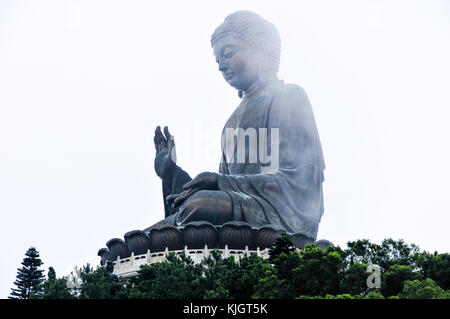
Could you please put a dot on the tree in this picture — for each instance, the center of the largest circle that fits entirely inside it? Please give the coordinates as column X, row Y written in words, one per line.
column 176, row 278
column 282, row 244
column 54, row 288
column 394, row 278
column 423, row 289
column 100, row 284
column 354, row 279
column 272, row 287
column 29, row 277
column 390, row 252
column 435, row 266
column 319, row 271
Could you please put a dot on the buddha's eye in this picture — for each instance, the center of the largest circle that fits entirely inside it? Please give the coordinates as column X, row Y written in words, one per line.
column 229, row 54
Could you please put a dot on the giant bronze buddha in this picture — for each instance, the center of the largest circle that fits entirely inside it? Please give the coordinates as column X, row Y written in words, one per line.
column 271, row 170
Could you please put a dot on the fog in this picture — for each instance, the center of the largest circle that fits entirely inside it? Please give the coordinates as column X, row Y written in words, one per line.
column 83, row 84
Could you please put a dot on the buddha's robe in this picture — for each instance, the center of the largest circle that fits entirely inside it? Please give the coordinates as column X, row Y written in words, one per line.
column 289, row 195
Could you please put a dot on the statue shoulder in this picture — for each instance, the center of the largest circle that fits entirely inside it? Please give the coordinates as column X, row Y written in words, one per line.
column 291, row 90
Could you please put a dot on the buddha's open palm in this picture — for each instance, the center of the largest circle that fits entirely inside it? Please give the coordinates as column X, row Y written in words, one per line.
column 165, row 158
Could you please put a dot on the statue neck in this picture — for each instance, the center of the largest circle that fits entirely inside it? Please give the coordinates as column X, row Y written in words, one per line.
column 257, row 87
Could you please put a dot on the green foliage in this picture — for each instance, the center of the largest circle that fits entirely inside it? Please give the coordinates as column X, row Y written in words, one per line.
column 389, row 253
column 354, row 279
column 423, row 289
column 176, row 278
column 100, row 284
column 394, row 279
column 319, row 272
column 29, row 277
column 272, row 287
column 281, row 245
column 374, row 294
column 435, row 266
column 313, row 273
column 54, row 288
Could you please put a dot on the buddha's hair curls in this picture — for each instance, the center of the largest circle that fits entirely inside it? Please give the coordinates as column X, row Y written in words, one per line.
column 256, row 31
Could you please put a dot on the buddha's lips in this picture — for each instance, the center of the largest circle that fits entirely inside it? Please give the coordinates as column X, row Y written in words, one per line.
column 228, row 76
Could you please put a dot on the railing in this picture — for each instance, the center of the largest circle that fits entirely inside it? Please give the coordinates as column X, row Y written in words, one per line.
column 128, row 267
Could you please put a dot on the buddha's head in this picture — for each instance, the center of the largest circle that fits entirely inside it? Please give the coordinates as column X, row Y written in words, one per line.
column 247, row 49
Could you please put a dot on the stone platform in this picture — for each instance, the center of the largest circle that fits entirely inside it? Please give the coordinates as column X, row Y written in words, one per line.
column 155, row 242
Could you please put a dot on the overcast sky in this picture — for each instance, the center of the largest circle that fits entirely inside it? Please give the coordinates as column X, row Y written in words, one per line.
column 83, row 84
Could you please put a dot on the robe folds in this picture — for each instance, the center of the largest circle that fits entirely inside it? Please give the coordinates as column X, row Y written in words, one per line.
column 287, row 192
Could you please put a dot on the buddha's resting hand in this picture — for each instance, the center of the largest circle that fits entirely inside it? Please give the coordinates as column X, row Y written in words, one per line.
column 203, row 181
column 165, row 158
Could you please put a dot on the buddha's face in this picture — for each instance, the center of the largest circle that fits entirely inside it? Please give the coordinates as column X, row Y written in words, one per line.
column 238, row 62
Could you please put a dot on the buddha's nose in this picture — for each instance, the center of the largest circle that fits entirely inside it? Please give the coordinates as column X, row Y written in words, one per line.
column 223, row 67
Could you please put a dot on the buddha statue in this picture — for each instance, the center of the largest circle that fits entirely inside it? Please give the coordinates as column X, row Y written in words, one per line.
column 271, row 170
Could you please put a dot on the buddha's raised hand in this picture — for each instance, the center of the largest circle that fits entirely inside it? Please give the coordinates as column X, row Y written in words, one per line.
column 165, row 158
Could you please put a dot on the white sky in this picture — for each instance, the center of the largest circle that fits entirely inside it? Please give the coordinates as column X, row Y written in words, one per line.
column 83, row 84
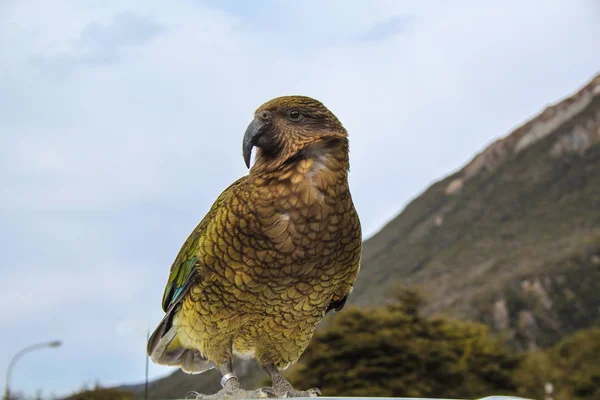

## What this task involves
Please output, exactly and with no pictures, only the lines from the one containing "Could you please put a dot on the overcast" through the final line of the records above.

## Expected answer
Could you please put a dot on the overcast sky in this picture — for each instance, the center of the largest circle that fits entirely inside it? Please give the coordinates as column X, row Y written in words, one per line.
column 83, row 84
Could you please put a dot on the robe folds in this picture — for each instance, the center of the largest circle that fits entirely inside it? Please give the coordinates as column X, row Y written in words, one per line.
column 287, row 192
Could you please put a dot on the buddha's resting hand in this picture — for each instance, the center of the largest circle that fits entirely inside it? Please give the coordinates as column X, row Y written in words, one per line.
column 203, row 181
column 165, row 158
Could you please put a dot on the buddha's face in this picture — for each instance, the center of the largest circle that fits entirely inside it? Please give the coordinates as column X, row Y written in words, one per line.
column 238, row 62
Could you please put a dot on the buddha's nose in this picture — for each instance, the center of the largest circle that fits entirely inside it? Please give the coordinates as column X, row Y written in words, one per line.
column 223, row 67
Could you please put a dot on the buddha statue in this picture — for each instance, the center of the largest circle that fits entirely inside it? Please give the coordinates as column X, row Y written in words, one per line.
column 271, row 170
Could you please put a dot on the buddha's raised hand in this picture — for each instance, the center of the largest circle that fits entirely inside it? Please give the coordinates as column X, row Y written in words, one per line.
column 165, row 158
Could you please put a dot on the white sky in this picture — for each instance, the center of the largest circle that fits entirely inside it? Please give the coordinates as column X, row Y written in words, one per line.
column 83, row 84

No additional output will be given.